- _Task goal_
From the listing below, reproduce word for word the part that opens with the line containing "Query: vertical crack in rock" and closes with the line containing "If you could point to the rock layer"; reproduce nothing else.

# # # # #

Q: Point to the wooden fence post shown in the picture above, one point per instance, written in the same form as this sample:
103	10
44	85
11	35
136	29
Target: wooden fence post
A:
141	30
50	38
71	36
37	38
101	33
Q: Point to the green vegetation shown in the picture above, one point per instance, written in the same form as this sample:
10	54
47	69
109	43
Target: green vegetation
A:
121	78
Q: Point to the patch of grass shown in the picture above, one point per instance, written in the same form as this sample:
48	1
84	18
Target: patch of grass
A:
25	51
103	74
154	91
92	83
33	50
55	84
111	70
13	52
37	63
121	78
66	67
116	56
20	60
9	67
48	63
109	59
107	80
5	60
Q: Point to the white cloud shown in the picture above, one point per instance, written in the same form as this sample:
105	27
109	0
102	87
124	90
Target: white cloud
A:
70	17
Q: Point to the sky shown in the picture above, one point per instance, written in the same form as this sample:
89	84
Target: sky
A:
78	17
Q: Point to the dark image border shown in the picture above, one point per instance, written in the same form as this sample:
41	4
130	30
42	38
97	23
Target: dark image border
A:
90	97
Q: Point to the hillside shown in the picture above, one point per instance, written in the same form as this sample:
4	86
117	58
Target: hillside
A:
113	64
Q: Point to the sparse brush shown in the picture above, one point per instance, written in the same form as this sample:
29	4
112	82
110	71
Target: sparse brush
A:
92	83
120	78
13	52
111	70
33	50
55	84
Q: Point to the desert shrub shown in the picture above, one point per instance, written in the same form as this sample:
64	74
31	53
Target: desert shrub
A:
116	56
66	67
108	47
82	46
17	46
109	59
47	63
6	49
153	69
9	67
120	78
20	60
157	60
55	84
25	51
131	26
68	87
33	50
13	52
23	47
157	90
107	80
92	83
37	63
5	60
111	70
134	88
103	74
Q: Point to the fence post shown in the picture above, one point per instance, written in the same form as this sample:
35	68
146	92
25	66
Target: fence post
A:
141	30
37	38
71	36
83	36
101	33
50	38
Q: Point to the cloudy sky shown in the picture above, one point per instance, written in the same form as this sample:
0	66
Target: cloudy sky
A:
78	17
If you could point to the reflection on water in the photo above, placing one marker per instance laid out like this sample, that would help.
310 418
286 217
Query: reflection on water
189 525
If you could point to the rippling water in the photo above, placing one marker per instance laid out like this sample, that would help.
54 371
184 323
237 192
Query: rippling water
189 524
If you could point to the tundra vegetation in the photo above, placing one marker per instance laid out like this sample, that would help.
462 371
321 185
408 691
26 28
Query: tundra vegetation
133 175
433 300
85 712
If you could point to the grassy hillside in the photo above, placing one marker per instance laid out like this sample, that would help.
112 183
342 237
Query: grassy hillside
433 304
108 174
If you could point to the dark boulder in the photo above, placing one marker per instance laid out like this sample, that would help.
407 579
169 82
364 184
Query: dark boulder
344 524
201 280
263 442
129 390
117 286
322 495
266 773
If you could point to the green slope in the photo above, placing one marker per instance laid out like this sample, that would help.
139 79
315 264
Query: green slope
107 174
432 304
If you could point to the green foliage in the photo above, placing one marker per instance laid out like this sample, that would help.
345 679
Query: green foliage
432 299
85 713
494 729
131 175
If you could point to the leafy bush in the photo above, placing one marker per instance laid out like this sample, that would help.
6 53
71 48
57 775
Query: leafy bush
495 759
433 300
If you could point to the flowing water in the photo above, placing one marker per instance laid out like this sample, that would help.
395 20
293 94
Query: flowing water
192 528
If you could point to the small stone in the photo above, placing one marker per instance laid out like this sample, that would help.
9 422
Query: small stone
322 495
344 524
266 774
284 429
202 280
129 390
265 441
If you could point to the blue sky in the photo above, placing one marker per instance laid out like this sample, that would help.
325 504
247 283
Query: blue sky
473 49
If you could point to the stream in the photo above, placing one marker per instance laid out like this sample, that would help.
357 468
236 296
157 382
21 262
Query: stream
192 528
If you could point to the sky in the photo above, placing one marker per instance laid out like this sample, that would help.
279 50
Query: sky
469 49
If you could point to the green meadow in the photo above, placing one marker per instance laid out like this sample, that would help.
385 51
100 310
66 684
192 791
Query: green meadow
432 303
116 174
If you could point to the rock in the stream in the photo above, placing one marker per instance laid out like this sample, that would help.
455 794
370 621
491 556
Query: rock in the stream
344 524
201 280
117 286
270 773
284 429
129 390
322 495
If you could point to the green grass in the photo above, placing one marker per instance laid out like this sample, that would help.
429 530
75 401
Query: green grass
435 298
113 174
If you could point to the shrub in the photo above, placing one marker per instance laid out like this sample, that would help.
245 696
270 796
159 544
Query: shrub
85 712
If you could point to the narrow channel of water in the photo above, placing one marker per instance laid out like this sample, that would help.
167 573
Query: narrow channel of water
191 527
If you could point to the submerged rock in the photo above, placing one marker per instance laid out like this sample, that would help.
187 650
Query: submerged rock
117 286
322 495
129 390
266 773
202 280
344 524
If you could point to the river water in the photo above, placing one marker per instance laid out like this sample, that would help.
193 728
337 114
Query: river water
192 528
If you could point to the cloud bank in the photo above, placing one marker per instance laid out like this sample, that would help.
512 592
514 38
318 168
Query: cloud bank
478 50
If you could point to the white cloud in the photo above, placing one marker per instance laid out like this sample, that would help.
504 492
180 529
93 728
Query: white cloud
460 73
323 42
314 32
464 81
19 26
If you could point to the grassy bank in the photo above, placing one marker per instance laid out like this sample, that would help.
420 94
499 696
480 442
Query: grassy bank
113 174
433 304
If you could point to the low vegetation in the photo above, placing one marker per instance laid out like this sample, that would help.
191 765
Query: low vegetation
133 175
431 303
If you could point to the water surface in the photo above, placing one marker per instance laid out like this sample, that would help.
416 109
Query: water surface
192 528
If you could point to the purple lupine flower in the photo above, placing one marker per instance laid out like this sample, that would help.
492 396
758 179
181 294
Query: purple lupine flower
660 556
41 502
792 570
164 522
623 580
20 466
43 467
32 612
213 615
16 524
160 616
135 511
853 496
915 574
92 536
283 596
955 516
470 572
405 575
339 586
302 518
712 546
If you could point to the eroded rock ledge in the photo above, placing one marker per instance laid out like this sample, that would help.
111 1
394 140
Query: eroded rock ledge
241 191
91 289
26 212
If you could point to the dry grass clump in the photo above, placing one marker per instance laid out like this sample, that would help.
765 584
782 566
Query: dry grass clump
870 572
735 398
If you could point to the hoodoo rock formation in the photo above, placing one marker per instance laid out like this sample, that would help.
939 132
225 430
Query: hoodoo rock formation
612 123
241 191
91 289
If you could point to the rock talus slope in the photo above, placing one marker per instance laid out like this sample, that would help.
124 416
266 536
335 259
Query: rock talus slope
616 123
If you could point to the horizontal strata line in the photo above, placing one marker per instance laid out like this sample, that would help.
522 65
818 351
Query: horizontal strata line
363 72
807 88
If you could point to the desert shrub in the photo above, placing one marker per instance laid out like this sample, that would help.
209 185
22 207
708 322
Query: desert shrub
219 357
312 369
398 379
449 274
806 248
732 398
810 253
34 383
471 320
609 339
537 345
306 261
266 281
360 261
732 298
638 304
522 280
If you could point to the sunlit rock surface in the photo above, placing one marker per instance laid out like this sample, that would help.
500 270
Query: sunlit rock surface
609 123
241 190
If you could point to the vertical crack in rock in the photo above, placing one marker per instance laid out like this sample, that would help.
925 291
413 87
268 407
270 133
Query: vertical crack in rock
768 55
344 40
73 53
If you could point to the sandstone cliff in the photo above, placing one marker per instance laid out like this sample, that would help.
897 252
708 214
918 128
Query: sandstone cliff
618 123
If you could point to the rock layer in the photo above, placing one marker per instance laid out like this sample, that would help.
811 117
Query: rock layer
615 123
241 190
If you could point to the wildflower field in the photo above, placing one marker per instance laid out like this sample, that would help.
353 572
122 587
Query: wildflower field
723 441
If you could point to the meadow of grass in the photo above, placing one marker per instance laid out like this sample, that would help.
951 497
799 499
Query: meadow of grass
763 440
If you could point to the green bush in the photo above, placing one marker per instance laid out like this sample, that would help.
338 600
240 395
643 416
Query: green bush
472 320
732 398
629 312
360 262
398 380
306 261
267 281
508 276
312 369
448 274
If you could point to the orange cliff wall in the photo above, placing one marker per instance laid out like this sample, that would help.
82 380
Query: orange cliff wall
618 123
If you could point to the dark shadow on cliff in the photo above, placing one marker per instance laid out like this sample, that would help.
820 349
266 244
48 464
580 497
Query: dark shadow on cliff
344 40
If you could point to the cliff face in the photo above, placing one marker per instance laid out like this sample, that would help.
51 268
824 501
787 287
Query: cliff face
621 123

# # # # #

- _Reply to the exercise_
Query: vertical crack in rock
768 55
344 40
73 53
If you could point to the sandstone cliff in the photo above, placing one marker per instance laid out like this sample, that would help.
897 252
708 214
918 128
Query: sandstone cliff
618 123
If you could point to the rock layer in the photo above, placing one marker per instance laid out like this sample, that would help.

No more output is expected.